Teks Sumber |
---+---
Daerah
Trending

Didesak Pansus TRAP DPRD Bali, BPN Sepakat Batalkan Sertifikat di Wilayah Konservasi Demi Masyarakat dan Alam Bali

DENPASAR | Panitia Khusus (Pansus) Tata Ruang, Aset Daerah dan Perizinan (TRAP) DPRD Provinsi Bali resmi menyerahkan dokumen 106 sertifikat tanah bermasalah di kawasan Tahura Ngurah Rai dan Mangrove.

Kejaksaan Tinggi (Kejati) Bali serta Polda Bali menerima dokumen 106 Sertifikat Tanah Bermasalah, Senin, 29 September 2025.

Langkah ini menjadi bagian dari tindak lanjut Pansus dalam menegakkan Peraturan Daerah (Perda) dan regulasi Tata Ruang, Perizinan serta perlindungan Aset Daerah.

Ketua Pansus DPRD Bali I Made Supartha memimpin Rapat Gabungan, yang berlangsung hampir lima jam di Ruang Rapat Gabungan Lantai III Gedung DPRD Bali, Senin, 29 September 2025.

Turut hadir, Anggota DPRD Bali,

 perwakilan Polda Bali, Kejati Bali, Komisi I DPRD Kota Denpasar, Komisi I DPRD Kabupaten Badung, Satpol PP Bali, Dinas PUPR, Dinas Kehutanan dan Lingkungan Hidup, Dinas Kelautan dan Perikanan, perwakilan BPN, Balai Wilayah Sungai Bali-Penida, UPTD Tahura Ngurah Rai serta pemerhati lingkungan, kelompok nelayan hingga pakar hukum Prof. I Kt Sukawati Lanang Putra Perbawa.

Made Supartha menegaskan rapat kali ini menghasilkan kesepakatan penting, yaitu gerakan bersama lintas sektor untuk mengembalikan fungsi konservasi di wilayah pesisir Bali.
---+---
Cuplikan Data |
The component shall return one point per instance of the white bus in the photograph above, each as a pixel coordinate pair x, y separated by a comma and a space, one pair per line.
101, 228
---+---
Daftar Tugas |
1: Menurut berita tentang 106 sertifikat tanah bermasalah di kawasan Tahura Ngurah Rai, berapa lama Rapat Gabungan yang dipimpin I Made Supartha berlangsung?
2: Teruskan berita tentang 106 sertifikat tanah bermasalah di kawasan Tahura Ngurah Rai, mulai setelah kalimat terakhir yang tercantum.

Jawaban Akhir |
1: Hampir lima jam.

2:
 

“Dalam rapat Pansus tadi yang luar biasa dari seluruh lembaga yang kita undang, semua sepakat membuat satu gerakan bersama untuk kepentingan menjaga Bali dan masyarakat Bali,” ujarnya.

Menurutnya, fungsi mangrove harus dikembalikan sebagai kawasan lindung agar tetap mampu menyerap air, menyalurkan limpasan hujan ke laut, serta melindungi daratan dari gerakan air laut.

Sebagai langkah awal, Pansus menyerahkan dokumen terkait penerbitan 106 sertifikat di kawasan Tahura kepada aparat penegak hukum.

 Sertifikat tersebut dinilai bermasalah karena terbit di wilayah konservasi.

“Yang kami serahkan tadi dokumen 106 sertifikat, dan dokumen-dokumen lainnya di wilayah pesisir dan pulau-pulau kecil, wilayah pesisir mangrove, dan kemudian dokumen-dokumen lainnya terkait terindikasi pelanggaran tata ruang perizinan dan aset di seluruh Bali,” kata Anggota Komisi I DPRD Bali itu.

Ia menyebut secara regulasi jelas tidak membolehkan adanya sertifikat di wilayah konservasi, baik melalui konversi maupun pemberian hak. Proses penerbitan pun diduga sarat pelanggaran karena tidak disertai pengumuman ke masyarakat sebagaimana mestinya.

“Kalau pemberian hak itu artinya tanah negara dulunya, tanah negara itu kemudian dikuasai 20 tahun baru diberikan sertifikat. Pertanyaannya, apakah orang bisa hidup di mangrove 20 tahun? Kalau dia nelayan mungkin, tapi kalau dia bukan nelayan dikasih sertifikat. Nah, itu terindikasi sudah pelanggaran,” tegas Ketua Fraksi PDIP DPRD Bali ini.

Di luar masalah 106 sertifikat, Pansus juga menemukan kasus lain di kawasan yang beririsan dengan mangrove, termasuk lahan seluas 60 are, 70 are, hingga 28 are yang disewa pabrik manufaktur milik investor Rusia di Tahura Bypass Ngurah Rai.

 Kasus ini disebut masih dalam pendalaman dan bisa dibatalkan jika terbukti dokumen perizinannya tidak sah.

Disinggung bangunan yang berdiri di lahan dari 106 sertifikat itu, Made Supartha mengungkapkan sebagian besar sudah beralih fungsi untuk kegiatan industri maupun perdagangan.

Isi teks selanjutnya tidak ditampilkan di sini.